▶ TASK MATERIAL

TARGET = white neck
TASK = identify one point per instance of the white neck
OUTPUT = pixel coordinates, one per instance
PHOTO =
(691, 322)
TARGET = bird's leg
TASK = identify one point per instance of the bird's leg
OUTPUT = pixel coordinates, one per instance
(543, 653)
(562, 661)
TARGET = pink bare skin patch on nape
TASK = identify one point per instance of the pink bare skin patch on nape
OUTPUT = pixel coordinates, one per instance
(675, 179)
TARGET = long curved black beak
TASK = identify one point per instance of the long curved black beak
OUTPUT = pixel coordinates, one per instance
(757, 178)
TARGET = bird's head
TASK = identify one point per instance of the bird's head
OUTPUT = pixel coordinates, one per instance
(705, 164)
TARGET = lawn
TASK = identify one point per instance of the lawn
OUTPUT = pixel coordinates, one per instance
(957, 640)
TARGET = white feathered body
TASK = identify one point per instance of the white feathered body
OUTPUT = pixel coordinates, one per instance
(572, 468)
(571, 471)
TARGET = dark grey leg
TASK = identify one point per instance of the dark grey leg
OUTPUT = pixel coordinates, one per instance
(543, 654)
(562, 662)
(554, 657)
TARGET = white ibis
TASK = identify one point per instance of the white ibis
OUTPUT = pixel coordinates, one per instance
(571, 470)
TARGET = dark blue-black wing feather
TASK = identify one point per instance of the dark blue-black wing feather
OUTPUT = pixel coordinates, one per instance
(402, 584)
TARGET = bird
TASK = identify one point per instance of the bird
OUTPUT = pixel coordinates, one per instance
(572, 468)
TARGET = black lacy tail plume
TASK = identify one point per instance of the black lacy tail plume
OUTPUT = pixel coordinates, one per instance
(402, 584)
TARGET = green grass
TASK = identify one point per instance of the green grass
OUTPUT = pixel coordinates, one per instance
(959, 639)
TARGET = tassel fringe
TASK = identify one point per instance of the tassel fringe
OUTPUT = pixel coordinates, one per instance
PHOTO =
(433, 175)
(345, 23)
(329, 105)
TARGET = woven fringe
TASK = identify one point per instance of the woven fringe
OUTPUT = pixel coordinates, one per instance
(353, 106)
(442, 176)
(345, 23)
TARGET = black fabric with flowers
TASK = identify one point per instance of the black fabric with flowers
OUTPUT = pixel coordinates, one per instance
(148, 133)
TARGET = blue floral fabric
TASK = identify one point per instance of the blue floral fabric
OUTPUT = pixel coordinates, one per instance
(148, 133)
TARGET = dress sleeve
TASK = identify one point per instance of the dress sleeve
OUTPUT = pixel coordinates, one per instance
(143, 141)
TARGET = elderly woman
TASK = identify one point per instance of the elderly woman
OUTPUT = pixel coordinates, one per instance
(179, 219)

▶ ABOUT THIS EXERCISE
Recite the full listing above exactly.

▶ ANSWER FOR THIS EXERCISE
TARGET = white neck
TASK = identify one point per instance of the white neck
OUTPUT = pixel coordinates, one per instance
PHOTO =
(691, 322)
TARGET = bird's leg
TASK = identify one point per instance of the bird's leg
OUTPUT = pixel coordinates, one per instance
(543, 653)
(562, 661)
TARGET = pink bare skin patch on nape
TASK = identify one point per instance of the pink bare skin patch on nape
OUTPUT = pixel coordinates, one per instance
(675, 179)
TARGET = long curved black beak
TASK = identify one point per instance of the long curved black beak
OUTPUT = pixel coordinates, one per instance
(757, 178)
TARGET = bird's head
TASK = identify one point per instance of the bird's head
OUTPUT = pixel coordinates, one per instance
(705, 164)
TARGET = lawn
TASK = identify one point per instance of the lawn
OUTPUT = pixel coordinates, one per instance
(957, 640)
TARGET = white feathered body
TASK = identify one point per instance of the white feathered body
OUTPUT = pixel coordinates, one per instance
(572, 468)
(571, 471)
TARGET = dark grey leg
TASK = identify one point per instance of the dark grey leg
OUTPUT = pixel coordinates, one per instance
(543, 654)
(562, 662)
(554, 657)
TARGET = white ibis
TASK = identify one point per instance of the white ibis
OUTPUT = pixel coordinates, one per instance
(571, 470)
TARGET = dark blue-black wing feather
TASK = identify one point per instance of the dark blue-black wing feather
OUTPUT = pixel coordinates, one per instance
(402, 584)
TARGET = bird
TASK = identify one point per instance of the bird
OUTPUT = pixel coordinates, one per instance
(572, 468)
TARGET = black lacy tail plume
TASK = identify one point per instance of the black lacy tail plume
OUTPUT = pixel coordinates, one per instance
(402, 584)
TARGET = green grass
TASK = identify one point per instance of the green grass
OUTPUT = pixel coordinates, one per instance
(959, 639)
TARGET = tassel fringe
TASK = identify one point per instance of the tassel fringe
OUTPUT = pixel coordinates, one per instance
PHOTO =
(433, 175)
(345, 23)
(329, 105)
TARGET = woven fringe
TASK = identify one point per instance of the woven fringe
OUTPUT = pixel coordinates, one per instance
(353, 106)
(442, 176)
(345, 23)
TARGET = black fabric with flowers
TASK = identify one point per instance of the black fabric with flowers
OUTPUT = pixel coordinates, one per instance
(148, 133)
TARGET = blue floral fabric
TASK = identify one point per instance of the blue floral fabric
OUTPUT = pixel coordinates, one per instance
(148, 133)
TARGET = dress sleeve
TASK = identify one point per instance of the dress sleeve
OUTPUT = pixel coordinates, one per instance
(143, 141)
TARGET = elderly woman
TASK = identify one point per instance of the elderly woman
OUTPUT = pixel coordinates, one per instance
(179, 219)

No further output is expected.